● **REQUEST**:
Rewrite all the entries below with each "query" changed to "label" and nothing else altered. Leave the pictures out of your version.

● **SUPPLIED MATERIAL**:
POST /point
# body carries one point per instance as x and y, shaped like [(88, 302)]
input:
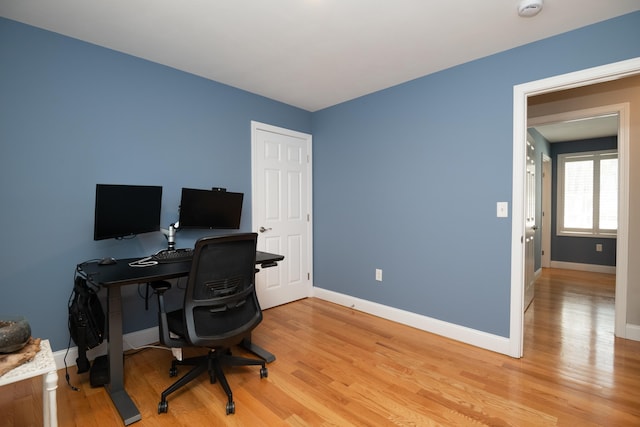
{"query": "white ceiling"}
[(309, 53), (575, 130)]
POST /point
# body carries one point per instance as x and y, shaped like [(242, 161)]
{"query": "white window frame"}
[(561, 230)]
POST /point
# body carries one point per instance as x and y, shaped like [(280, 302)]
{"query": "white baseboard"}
[(449, 330), (129, 341), (609, 269), (632, 332)]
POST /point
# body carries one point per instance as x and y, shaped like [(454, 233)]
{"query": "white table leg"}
[(49, 402)]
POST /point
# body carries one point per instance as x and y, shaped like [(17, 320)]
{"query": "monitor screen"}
[(126, 210), (210, 209)]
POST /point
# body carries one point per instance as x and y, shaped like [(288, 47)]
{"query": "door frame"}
[(258, 126), (545, 237), (521, 93)]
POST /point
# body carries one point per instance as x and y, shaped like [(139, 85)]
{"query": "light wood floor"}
[(339, 367)]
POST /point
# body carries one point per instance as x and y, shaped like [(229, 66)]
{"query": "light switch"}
[(503, 209)]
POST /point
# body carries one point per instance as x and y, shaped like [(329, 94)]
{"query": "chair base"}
[(212, 363)]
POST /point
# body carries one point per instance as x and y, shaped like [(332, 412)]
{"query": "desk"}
[(113, 277), (42, 364)]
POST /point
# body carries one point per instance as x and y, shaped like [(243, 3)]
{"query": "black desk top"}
[(121, 273)]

● **RESPONSE TO THIS EXERCISE**:
POST /point
# body carries one point per instance as x and y, shaped like [(88, 302)]
input:
{"label": "white ceiling"}
[(309, 53), (575, 130)]
POST /point
# body carries one point per instance as x and y, shaped like [(242, 161)]
{"label": "white window frame"}
[(561, 230)]
POST /point
# body carries one point per instance as x and y, shaped like [(280, 302)]
{"label": "white baseboard"}
[(449, 330), (129, 341), (609, 269), (632, 332)]
POST /point
# body carries one point per instance as x and y, shaped like [(454, 233)]
{"label": "white table leg"}
[(49, 402)]
POST /point
# body carries one point per instance as x and y, shaped like [(17, 320)]
{"label": "monitor screen"}
[(126, 210), (210, 209)]
POST /point
# body carries one point per instance as x and y, shaped like [(288, 47)]
{"label": "door frame"}
[(258, 126), (545, 237), (521, 93)]
POST /point
# body carries one point per instance as x and y, shaped like [(139, 85)]
{"label": "light wood floor"}
[(339, 367)]
POST /point
# body carries one point per instance as x and y, shaped like [(229, 66)]
{"label": "light switch"}
[(503, 209)]
POST /point
# body carries one point per instance as x and y, shaped like [(329, 94)]
{"label": "chair base"}
[(212, 363)]
POST /point
# body carries one point per instance as x and y, shaped like [(332, 412)]
{"label": "desk"}
[(113, 277), (42, 364)]
POST /point
# body carries one point per instance as x and y, shaped like [(243, 3)]
{"label": "black desk top"}
[(121, 273)]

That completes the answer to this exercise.